WORK INSTRUCTIONS: Report only the number of lines in the rows below that contain the string "valued", counting case as significant.
— start of MATERIAL SHOWN —
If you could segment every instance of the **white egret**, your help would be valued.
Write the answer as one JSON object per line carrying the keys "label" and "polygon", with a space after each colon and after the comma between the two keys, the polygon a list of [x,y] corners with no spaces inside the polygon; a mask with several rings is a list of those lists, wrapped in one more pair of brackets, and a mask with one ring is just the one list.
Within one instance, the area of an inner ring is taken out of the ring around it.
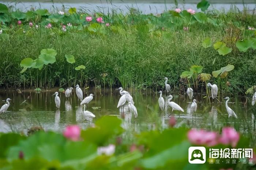
{"label": "white egret", "polygon": [[130,110],[130,113],[131,116],[132,113],[133,113],[134,115],[134,117],[136,118],[138,116],[138,113],[137,112],[137,109],[136,107],[133,105],[131,102],[128,103],[128,107]]}
{"label": "white egret", "polygon": [[165,100],[163,99],[163,98],[162,97],[162,91],[160,91],[158,93],[160,93],[160,96],[158,98],[158,104],[159,104],[160,109],[162,111],[163,111],[163,108],[165,108]]}
{"label": "white egret", "polygon": [[83,91],[79,87],[79,85],[78,84],[76,85],[75,87],[76,88],[76,96],[77,96],[78,98],[80,100],[83,100]]}
{"label": "white egret", "polygon": [[224,98],[224,99],[227,100],[227,101],[226,101],[226,108],[227,109],[227,113],[229,114],[229,118],[230,117],[233,116],[236,118],[237,118],[237,116],[234,111],[227,105],[227,102],[229,101],[229,97],[227,97]]}
{"label": "white egret", "polygon": [[[169,104],[169,105],[172,108],[173,108],[172,112],[173,112],[174,110],[181,111],[182,112],[184,112],[184,110],[183,109],[181,108],[181,107],[178,104],[175,103],[173,101],[170,101],[173,98],[173,96],[172,95],[168,96],[167,97],[168,99],[167,100],[167,103]],[[180,114],[179,113],[179,116]]]}
{"label": "white egret", "polygon": [[93,94],[90,94],[90,96],[84,98],[83,101],[80,103],[80,105],[82,105],[83,104],[89,104],[89,102],[90,102],[93,100],[93,96],[94,95]]}
{"label": "white egret", "polygon": [[70,95],[72,93],[72,90],[73,90],[72,87],[68,88],[66,90],[66,91],[65,91],[65,95],[66,96],[66,97],[68,98],[70,96]]}
{"label": "white egret", "polygon": [[188,94],[189,99],[191,100],[193,98],[193,89],[190,87],[188,88],[188,89],[187,90],[187,94]]}
{"label": "white egret", "polygon": [[129,92],[126,92],[125,93],[125,98],[126,98],[126,101],[128,102],[131,102],[132,104],[134,104],[133,100],[132,98],[132,97]]}
{"label": "white egret", "polygon": [[212,85],[211,83],[208,83],[207,84],[207,86],[211,87],[211,97],[213,99],[217,98],[217,95],[218,94],[218,86],[216,84],[213,84]]}
{"label": "white egret", "polygon": [[117,108],[118,108],[120,106],[121,107],[121,112],[122,112],[122,107],[124,105],[124,104],[125,104],[125,102],[126,102],[126,97],[125,95],[123,95],[119,99],[117,107]]}
{"label": "white egret", "polygon": [[191,111],[191,113],[193,113],[194,112],[196,112],[196,109],[197,108],[197,105],[196,104],[196,100],[194,99],[193,100],[193,103],[191,103],[190,106],[190,109]]}
{"label": "white egret", "polygon": [[7,103],[5,103],[1,107],[1,109],[0,109],[0,113],[4,113],[6,112],[9,107],[10,106],[10,102],[9,101],[10,100],[11,100],[11,99],[10,98],[7,98],[6,99]]}
{"label": "white egret", "polygon": [[254,93],[254,94],[252,96],[252,105],[254,105],[256,103],[256,92]]}
{"label": "white egret", "polygon": [[84,105],[83,113],[85,117],[95,117],[95,115],[91,112],[85,110],[85,105]]}
{"label": "white egret", "polygon": [[165,90],[167,91],[167,93],[169,93],[169,92],[171,90],[171,86],[167,84],[168,78],[165,77]]}
{"label": "white egret", "polygon": [[55,98],[54,99],[54,100],[55,101],[56,107],[57,108],[57,109],[60,109],[60,97],[58,96],[58,95],[59,95],[59,93],[56,92],[52,96],[54,96],[54,95],[55,95]]}
{"label": "white egret", "polygon": [[120,87],[118,89],[117,89],[117,90],[120,90],[120,91],[119,91],[119,93],[122,96],[125,94],[126,93],[129,93],[128,92],[123,90],[123,88],[121,87]]}

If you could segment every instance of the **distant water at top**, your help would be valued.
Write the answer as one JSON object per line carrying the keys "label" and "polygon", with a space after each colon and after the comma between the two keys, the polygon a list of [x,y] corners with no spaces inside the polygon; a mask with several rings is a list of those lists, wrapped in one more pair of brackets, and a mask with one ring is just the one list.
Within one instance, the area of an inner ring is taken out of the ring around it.
{"label": "distant water at top", "polygon": [[[113,9],[118,12],[125,13],[129,11],[131,8],[139,9],[143,13],[161,13],[165,11],[173,9],[176,8],[176,5],[173,3],[113,3],[112,4],[106,3],[54,3],[52,2],[20,2],[15,3],[14,2],[6,2],[0,1],[8,6],[12,6],[14,9],[26,11],[30,10],[31,8],[47,9],[50,12],[56,12],[59,10],[63,11],[69,9],[71,7],[75,7],[78,10],[87,12],[101,12],[107,13]],[[182,9],[192,8],[196,9],[196,4],[192,3],[179,4],[178,7]],[[242,11],[244,8],[249,10],[253,11],[256,8],[256,4],[211,4],[209,10],[217,10],[222,11],[227,11],[230,9],[236,9]]]}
— end of MATERIAL SHOWN —
WRITTEN ANSWER: 2